→ **Request 1**
Set down the part of the contract question thread starting with "11-28-2005, 03:44 AM" and going on through "you company, etc.", word for word.

View Full Version : Contract question

10-18-2005, 12:10 PM
I'm brand new to this board, looked at it yesterday and signed up today. I own my own small business and have a question about a contract a customer signed on 9/30/2005. My company is an online coupon company. I sell to local businesses and put offers on my website. There is a cost associated with every ad I put on my site. Now, this gentleman signed the agreement and I produced his artwork(ad - this is my cost - I have a graphic artist design all my ads). I stopped in yesterday October 18, 2005 and he informed me that his partner didn't want to advertise on my website and they wouldn't pay. The whole contract was on $400 for half a year. How can I go about collecting my $100 set up fee, which is printed clearly on the contract. That is all I really want, to cover my costs. I have an lawyer who has handled a few issues for me already but I was hoping to not involve him in every little contract dispute I have.


11-28-2005, 03:44 AM
All I can think of, short of lawyer involvement, is to write a very formal and legalistic type letter yourself. Couch it in careful measured terms, with hints/etc of legal and further action (although I would refrain from direct threats), and perhaps copy it to an imaginary legal bod within you company, etc.

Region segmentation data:
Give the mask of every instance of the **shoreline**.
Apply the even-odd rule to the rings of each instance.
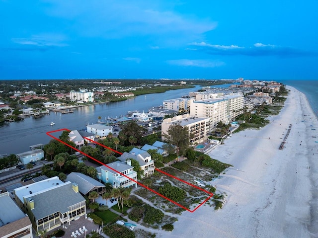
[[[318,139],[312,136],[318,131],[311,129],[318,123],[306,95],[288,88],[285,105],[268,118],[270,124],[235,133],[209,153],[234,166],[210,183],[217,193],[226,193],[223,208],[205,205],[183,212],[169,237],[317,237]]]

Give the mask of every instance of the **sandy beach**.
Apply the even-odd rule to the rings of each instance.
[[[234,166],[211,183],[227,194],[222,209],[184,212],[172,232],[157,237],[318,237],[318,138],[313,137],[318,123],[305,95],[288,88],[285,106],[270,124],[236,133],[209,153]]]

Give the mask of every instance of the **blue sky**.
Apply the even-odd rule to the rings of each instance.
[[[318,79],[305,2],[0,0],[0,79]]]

--

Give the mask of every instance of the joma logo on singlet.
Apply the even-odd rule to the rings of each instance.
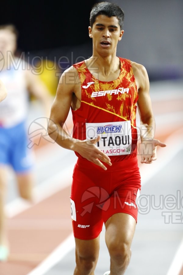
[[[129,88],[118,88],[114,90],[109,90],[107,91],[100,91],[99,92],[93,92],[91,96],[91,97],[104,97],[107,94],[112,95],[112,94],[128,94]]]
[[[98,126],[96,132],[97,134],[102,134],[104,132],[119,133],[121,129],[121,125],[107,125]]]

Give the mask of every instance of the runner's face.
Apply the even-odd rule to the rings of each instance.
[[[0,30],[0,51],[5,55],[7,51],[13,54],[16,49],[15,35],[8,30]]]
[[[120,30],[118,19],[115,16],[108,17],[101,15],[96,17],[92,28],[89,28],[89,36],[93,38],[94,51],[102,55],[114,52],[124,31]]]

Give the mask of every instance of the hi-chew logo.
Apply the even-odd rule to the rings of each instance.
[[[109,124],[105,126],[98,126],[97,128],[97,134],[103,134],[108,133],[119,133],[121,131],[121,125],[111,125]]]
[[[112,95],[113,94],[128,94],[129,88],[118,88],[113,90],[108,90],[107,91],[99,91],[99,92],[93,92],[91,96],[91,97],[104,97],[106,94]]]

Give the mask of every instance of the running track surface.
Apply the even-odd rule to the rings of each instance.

--

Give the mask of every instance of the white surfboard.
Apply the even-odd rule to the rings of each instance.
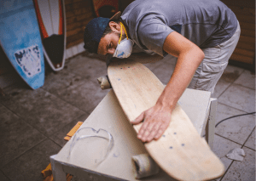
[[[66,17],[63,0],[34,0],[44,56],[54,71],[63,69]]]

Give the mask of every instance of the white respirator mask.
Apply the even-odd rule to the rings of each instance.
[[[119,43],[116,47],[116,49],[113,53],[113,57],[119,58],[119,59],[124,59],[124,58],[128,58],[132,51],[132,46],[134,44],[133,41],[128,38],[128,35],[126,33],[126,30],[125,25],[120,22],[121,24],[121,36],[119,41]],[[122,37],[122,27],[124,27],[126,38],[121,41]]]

→ **Request 2**
Rewrite the rows starting with the line with "Give the mask of every instance of the **blue" and going on through the line with "[[[318,79],[305,2],[0,0],[0,79]]]" as a numbered list, leaving out any blank lines.

→ **Task solution 1**
11-28-2005, 03:44 AM
All I can think of, short of lawyer involvement, is to write a very formal and legalistic type letter yourself. Couch it in careful measured terms, with hints/etc of legal and further action (although I would refrain from direct threats), and perhaps copy it to an imaginary legal bod within you company, etc.

→ **Task solution 2**
1. Give the mask of every instance of the **blue sky**.
2. Apply the even-odd rule to the rings of each instance.
3. [[[318,79],[305,2],[0,0],[0,79]]]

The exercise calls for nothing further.